Challenge 1: Locate every line in the records that contains the word "background", and copy each of those lines.

Page:
>> BEGIN
# Coopers beer and kits have a slight background bitterness - ?



## trustyrusty (15/7/15)

Ok I dont want to start world war 3 here but I personally am now finding that coopers have a background of a slight bitterness to them. It is like red wine that has a high or low tanin flavour. There might be a word for it - like tanins - but there is 'back of the throat bitterness'. Some may enjoy that, maybe I taste it more than others, but I went to the local tonight and had a Coopers Original Pale Ale on tap (green label) and get that same flavour so I dont think it is me. The beer is drinkable and is not vile - it is like a 'fresh taste' 'green'. Is it me? Do other people experience that and is there a way to change that, I would like it a bit sweeter. Another type of kit? It seems to be acroos all my brews...

Thanks


----------



## indica86 (15/7/15)

Bitterness? Different to any other bitterness in beer?

confused am i.


----------



## Grott (15/7/15)

Personally I don't have a problem. Perhaps you should brew the Coopers English Bitter. 
Cheers


----------



## Bribie G (15/7/15)

Maybe you are more suited to drinking wine.


----------



## Danscraftbeer (15/7/15)

I always found a home brew to be better than the (off the shelf) stuff from the bottlo. No expert but I think they use mostly Pride of Ringwood hops so maybe that's not to your liking.


----------



## trustyrusty (15/7/15)

I tried James Squire 150 lashes, does not that same bitterness as Coopers, a lot less than Coopers..
>> END
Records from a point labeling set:
>> BEGIN
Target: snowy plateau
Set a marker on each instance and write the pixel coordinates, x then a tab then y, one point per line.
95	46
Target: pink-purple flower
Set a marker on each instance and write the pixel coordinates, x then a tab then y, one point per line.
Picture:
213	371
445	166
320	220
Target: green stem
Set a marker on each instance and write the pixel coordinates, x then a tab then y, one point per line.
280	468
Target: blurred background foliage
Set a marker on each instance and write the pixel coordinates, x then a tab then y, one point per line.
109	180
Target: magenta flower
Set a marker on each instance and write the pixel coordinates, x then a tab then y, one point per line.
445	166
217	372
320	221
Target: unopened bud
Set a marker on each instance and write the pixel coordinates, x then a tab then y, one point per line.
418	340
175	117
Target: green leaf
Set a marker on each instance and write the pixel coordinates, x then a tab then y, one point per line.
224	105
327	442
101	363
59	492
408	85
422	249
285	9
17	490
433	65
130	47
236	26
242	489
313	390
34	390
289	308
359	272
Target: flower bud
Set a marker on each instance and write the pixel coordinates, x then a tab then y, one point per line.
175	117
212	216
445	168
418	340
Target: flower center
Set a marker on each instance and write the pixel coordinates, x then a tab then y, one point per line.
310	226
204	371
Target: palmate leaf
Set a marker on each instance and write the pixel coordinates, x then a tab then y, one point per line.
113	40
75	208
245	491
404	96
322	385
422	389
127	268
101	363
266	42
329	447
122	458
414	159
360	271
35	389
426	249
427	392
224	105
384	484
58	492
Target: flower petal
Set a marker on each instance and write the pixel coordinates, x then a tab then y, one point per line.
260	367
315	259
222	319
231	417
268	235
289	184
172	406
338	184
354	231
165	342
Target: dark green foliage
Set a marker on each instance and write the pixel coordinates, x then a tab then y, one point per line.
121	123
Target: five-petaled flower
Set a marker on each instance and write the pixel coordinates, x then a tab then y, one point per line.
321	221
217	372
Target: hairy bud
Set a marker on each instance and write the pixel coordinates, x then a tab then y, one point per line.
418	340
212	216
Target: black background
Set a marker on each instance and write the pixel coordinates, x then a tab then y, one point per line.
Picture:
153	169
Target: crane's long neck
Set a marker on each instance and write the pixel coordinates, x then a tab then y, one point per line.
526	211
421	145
>> END
>> BEGIN
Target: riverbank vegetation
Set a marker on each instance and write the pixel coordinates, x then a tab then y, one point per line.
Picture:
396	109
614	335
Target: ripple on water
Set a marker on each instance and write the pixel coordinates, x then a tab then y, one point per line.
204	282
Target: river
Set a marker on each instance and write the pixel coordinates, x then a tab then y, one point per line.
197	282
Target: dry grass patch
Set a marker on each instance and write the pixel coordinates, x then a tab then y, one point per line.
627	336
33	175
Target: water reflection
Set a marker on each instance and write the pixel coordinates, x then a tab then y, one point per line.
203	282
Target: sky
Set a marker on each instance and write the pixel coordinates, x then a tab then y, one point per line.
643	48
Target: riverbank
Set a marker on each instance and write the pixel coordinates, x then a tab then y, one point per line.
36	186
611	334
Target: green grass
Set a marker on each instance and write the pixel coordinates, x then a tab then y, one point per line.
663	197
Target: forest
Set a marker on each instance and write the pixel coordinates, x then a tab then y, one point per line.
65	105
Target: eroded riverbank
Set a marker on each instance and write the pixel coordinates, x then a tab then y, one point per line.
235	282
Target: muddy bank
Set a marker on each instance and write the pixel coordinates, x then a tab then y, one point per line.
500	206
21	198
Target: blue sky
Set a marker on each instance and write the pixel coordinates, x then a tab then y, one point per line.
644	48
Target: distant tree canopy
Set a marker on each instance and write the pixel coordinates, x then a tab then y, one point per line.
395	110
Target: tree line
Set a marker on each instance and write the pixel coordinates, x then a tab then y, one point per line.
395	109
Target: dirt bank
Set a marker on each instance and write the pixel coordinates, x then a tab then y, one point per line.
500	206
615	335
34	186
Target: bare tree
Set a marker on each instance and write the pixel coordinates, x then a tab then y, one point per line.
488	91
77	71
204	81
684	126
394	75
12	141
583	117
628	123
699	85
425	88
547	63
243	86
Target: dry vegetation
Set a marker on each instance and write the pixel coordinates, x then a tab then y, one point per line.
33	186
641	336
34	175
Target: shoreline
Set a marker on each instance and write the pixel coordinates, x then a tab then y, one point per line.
>> END
>> BEGIN
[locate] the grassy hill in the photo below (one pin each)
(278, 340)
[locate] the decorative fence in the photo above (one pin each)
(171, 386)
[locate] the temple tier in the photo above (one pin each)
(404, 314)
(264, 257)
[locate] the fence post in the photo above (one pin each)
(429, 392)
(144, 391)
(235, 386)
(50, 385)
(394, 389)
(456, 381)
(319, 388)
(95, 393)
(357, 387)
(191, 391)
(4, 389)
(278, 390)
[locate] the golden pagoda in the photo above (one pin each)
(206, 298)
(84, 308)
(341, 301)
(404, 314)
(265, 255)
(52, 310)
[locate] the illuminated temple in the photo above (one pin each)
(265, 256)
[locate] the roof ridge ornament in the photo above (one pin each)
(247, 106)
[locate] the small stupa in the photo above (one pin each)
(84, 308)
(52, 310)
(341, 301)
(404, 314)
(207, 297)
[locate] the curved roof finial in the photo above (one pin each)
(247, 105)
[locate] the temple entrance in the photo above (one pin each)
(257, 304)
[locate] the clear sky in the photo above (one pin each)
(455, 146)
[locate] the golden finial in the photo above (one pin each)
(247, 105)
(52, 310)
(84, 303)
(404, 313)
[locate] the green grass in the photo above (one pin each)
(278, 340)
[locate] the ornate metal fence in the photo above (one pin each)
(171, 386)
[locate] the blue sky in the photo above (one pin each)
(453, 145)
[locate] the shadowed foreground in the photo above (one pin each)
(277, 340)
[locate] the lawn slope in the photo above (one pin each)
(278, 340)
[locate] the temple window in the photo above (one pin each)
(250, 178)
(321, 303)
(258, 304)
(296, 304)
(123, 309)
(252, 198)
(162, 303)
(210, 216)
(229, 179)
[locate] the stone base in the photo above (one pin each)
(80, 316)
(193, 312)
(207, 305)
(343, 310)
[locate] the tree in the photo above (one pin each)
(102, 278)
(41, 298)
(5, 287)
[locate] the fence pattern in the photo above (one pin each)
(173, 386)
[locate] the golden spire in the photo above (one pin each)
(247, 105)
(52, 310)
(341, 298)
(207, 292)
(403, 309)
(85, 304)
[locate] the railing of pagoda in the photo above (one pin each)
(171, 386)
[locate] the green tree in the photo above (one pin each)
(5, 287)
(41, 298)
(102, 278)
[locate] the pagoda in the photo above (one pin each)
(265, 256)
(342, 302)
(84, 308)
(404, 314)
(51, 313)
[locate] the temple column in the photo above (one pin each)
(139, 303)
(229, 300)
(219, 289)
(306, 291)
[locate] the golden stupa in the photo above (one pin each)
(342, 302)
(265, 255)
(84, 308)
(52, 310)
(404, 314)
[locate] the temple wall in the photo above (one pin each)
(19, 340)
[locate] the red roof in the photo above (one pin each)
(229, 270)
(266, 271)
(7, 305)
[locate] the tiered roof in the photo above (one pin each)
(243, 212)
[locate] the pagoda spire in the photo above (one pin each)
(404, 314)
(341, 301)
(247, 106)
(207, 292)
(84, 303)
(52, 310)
>> END
Challenge 2:
Decide whether each statement below agrees with the forum thread about bitterness in Coopers beer and kits. Answer yes or no for each, and quote the words of the thread that settle it.
(a) The person who started the thread noticed the same flavor in a Coopers Original Pale Ale on tap.
(b) Grott suggests brewing the Coopers English Bitter.
(c) The person who started the thread found James Squire 150 lashes more bitter than Coopers.

Written solution 1:
Target: blurred background foliage
Target: black background

Written solution 2:
(a) Yes: "had a Coopers Original Pale Ale on tap (green label) and get that same flavour"
(b) Yes: "Perhaps you should brew the Coopers English Bitter."
(c) No: "a lot less than Coopers.."